**PROVIDED TEXT:**
- - -

Mixtape by Dave East
- Released: September 30, 2016
- Recorded: 2015–2016
- Genre: Hip hop
- Length: 63:59
- Label: Mass Appeal
- Producer: Cardo; Mr. Authentic; Rich Icy; Money Montage; Buda & Grandz; Phonix Beats; Tha Jerm; Mark Henry; Cashflo; Triple A;

Dave East chronology
| Hate Me Now (2015) | Kairi Chanel (2016) | Paranoia: A True Story (2017) |

= Kairi Chanel =

Kairi Chanel is the tenth mixtape by American hip hop recording artist Dave East. It was released on September 30, 2016, by Mass Appeal Records. The mixtape features guest appearances from 2 Chainz, Sevyn Streeter, Fabolous, Cam'ron, Beanie Sigel, Jazzy Amra and The Game. Kairi Chanel was named after East's daughter.

==Background and release==
On September 16, 2016, Dave East announced the mixtape's release date, also sharing the track listing and the artwork. On September 29, East appeared on Power 105.1's The Breakfast Club, where he announced that he has signed a deal with Def Jam Recordings. He released Kairi Chanel on the next day. While talking about the mixtape in an interview with Billboard, East said;

[Kairi Chanel] I feel is my best work to date. I named it after my daughter, because she’s the greatest and most defining moment of my life. Everything I’ve done up until now has led me to her, so I translated that into music.

==Promotion==
On September 16, 2016, a music video directed by Fred Focus was released for the track "Keisha". On October 11, 2016, East released a music video for the track "Type of Time", which was directed by Fred Focus. On January 11, 2017, the music video for "30 Niggaz" was released. On January 30, 2017, East released the Joe Puma-directed music video for "It Was Written".

- - -

**GIVEN PROBLEM 1:**
Answer these questions about the Kairi Chanel article.
(a) Which record label released the mixtape?
(b) On which program did East announce his deal with Def Jam Recordings?
(c) Who directed the music video for "It Was Written"?
The listing that follows has no connection to the text above it.

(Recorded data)
- - -

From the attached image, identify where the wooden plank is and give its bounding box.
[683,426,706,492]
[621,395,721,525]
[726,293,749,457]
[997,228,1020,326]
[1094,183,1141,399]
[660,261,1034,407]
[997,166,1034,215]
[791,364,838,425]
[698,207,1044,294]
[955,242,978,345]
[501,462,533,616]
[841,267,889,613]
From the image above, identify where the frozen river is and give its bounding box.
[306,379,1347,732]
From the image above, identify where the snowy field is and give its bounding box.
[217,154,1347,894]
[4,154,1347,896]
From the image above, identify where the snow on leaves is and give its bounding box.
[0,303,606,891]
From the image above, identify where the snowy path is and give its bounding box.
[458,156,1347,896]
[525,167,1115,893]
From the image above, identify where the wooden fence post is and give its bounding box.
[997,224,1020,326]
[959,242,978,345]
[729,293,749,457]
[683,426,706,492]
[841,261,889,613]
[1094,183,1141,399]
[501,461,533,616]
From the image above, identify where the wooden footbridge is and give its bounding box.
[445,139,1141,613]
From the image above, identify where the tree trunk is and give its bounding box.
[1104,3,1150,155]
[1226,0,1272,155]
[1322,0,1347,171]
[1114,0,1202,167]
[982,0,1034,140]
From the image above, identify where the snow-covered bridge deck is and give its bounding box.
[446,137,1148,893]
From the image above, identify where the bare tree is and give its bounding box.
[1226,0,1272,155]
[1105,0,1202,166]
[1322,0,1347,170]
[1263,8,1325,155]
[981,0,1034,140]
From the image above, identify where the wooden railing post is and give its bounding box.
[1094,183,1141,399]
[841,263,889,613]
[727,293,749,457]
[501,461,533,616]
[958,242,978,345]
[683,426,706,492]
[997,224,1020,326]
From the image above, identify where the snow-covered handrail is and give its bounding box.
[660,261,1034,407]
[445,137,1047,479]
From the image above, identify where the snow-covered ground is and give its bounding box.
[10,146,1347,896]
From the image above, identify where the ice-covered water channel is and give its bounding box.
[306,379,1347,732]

- - -

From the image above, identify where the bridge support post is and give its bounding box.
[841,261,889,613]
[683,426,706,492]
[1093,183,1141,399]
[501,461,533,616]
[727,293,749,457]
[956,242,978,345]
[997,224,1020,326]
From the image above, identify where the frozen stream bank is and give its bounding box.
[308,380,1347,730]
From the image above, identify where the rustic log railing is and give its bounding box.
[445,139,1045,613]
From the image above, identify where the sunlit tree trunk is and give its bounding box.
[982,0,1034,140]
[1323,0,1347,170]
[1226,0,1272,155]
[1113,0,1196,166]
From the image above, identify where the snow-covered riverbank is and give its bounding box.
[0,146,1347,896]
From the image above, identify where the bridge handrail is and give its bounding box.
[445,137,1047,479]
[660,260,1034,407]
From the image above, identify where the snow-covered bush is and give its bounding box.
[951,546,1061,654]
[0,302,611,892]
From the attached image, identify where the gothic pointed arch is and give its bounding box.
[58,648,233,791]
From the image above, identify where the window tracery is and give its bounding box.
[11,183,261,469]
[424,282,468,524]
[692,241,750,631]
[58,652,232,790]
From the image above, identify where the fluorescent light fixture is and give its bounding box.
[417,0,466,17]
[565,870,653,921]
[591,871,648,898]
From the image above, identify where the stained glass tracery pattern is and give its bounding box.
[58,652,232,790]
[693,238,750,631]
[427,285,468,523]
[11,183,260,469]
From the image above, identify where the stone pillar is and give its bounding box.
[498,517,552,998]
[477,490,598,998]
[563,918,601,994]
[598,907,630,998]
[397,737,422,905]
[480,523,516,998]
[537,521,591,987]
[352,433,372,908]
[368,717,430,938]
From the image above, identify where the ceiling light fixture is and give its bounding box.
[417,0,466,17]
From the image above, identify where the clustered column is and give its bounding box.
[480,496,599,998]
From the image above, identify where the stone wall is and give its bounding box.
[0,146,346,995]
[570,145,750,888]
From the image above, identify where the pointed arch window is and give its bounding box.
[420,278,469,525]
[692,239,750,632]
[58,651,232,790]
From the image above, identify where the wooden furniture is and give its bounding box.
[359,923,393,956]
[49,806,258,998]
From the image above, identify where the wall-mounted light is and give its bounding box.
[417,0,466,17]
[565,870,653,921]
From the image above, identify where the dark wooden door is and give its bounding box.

- - -

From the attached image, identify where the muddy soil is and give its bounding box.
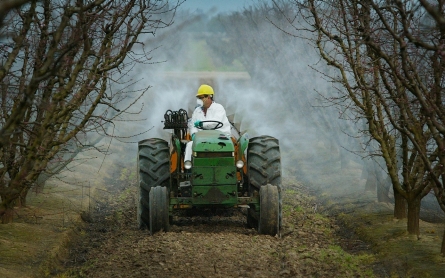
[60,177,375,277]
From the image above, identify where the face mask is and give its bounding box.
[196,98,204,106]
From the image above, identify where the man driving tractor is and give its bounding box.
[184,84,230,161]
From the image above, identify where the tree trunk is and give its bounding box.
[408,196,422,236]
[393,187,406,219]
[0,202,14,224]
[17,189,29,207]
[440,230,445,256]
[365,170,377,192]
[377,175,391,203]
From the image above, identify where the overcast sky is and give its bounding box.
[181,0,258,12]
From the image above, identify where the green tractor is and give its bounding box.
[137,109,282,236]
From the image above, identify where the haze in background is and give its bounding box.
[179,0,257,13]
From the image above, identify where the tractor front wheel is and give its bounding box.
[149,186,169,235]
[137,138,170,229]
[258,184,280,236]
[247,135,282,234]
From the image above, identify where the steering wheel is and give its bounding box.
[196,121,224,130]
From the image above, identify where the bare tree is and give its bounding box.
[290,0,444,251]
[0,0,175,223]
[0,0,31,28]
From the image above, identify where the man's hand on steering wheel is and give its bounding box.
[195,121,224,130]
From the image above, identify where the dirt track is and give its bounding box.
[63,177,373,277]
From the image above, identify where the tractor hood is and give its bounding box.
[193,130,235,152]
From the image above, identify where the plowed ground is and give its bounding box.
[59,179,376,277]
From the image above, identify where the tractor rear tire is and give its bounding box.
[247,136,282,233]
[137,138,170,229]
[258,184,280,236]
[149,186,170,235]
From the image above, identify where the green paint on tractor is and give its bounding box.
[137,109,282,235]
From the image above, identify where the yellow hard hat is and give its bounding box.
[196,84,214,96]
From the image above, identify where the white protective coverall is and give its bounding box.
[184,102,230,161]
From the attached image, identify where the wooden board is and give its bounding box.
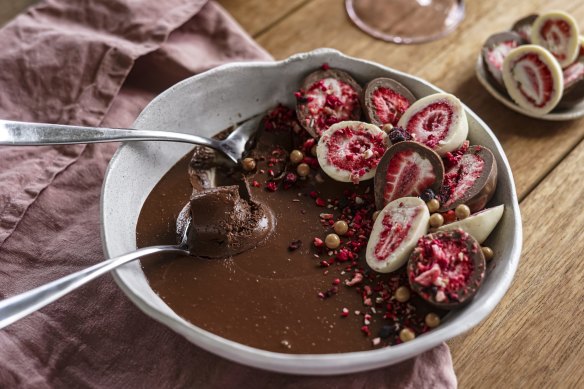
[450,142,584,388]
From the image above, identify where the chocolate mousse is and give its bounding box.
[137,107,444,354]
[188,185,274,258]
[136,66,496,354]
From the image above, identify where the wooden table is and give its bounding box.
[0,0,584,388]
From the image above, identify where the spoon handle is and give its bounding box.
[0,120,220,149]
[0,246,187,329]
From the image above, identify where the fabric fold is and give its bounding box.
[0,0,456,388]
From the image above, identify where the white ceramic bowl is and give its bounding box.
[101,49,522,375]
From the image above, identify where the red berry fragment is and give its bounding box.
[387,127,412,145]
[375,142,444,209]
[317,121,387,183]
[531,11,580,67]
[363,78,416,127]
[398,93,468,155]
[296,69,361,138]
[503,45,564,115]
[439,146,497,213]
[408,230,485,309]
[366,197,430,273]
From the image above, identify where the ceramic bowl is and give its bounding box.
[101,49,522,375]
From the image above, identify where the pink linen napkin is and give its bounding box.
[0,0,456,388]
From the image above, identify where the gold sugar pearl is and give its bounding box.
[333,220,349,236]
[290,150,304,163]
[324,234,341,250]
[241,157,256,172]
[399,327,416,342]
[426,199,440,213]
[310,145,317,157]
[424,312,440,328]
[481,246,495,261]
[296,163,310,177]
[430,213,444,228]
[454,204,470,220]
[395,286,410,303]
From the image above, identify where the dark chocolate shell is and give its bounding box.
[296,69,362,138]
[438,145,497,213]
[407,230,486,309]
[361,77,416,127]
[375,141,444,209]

- - -

**GIVEN PROBLEM 2:** Lay out the part of the listing that opens with the line containing "From the image above, identify where the wooden fence" and closes with the line containing "[446,137,1148,893]" as a Markdown table with the columns No. and Line. Give each row a number and leave out blank lines.

**RESPONSE 1:**
(a) Mass Appeal Records
(b) Power 105.1's The Breakfast Club
(c) Joe Puma

**RESPONSE 2:**
| No. | Line |
|---|---|
| 1 | From the image above, identify where the wooden fence post is and give its bounding box. |
| 2 | [997,224,1020,326] |
| 3 | [959,242,978,345] |
| 4 | [729,293,749,457] |
| 5 | [683,426,706,492] |
| 6 | [841,261,889,613] |
| 7 | [1094,183,1141,399] |
| 8 | [501,461,533,616] |
| 9 | From the image above, identify where the wooden footbridge is and give its bounding box. |
| 10 | [445,139,1141,613] |
| 11 | From the image above, identify where the tree trunk is and give its bounding box. |
| 12 | [1104,3,1150,155] |
| 13 | [1226,0,1272,155] |
| 14 | [1322,0,1347,171] |
| 15 | [1114,0,1202,167] |
| 16 | [982,0,1034,140] |
| 17 | From the image above, identify where the snow-covered bridge deck is and give its bounding box. |
| 18 | [446,137,1148,893] |